• SUPPLIED INFORMATION:
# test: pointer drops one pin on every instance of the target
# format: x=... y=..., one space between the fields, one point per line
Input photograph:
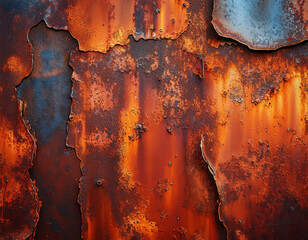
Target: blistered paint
x=262 y=24
x=46 y=105
x=141 y=177
x=137 y=117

• PROBLEM DETAILS:
Nothing but the lines from the one containing "# format: x=..." through the end of the listing is to be output, and those lines are to be output exactly, pictures excluded.

• FINAL ANSWER:
# format: x=... y=..., one space between the fields, one point per line
Input photograph:
Target: blistered paint
x=262 y=24
x=46 y=105
x=141 y=177
x=137 y=117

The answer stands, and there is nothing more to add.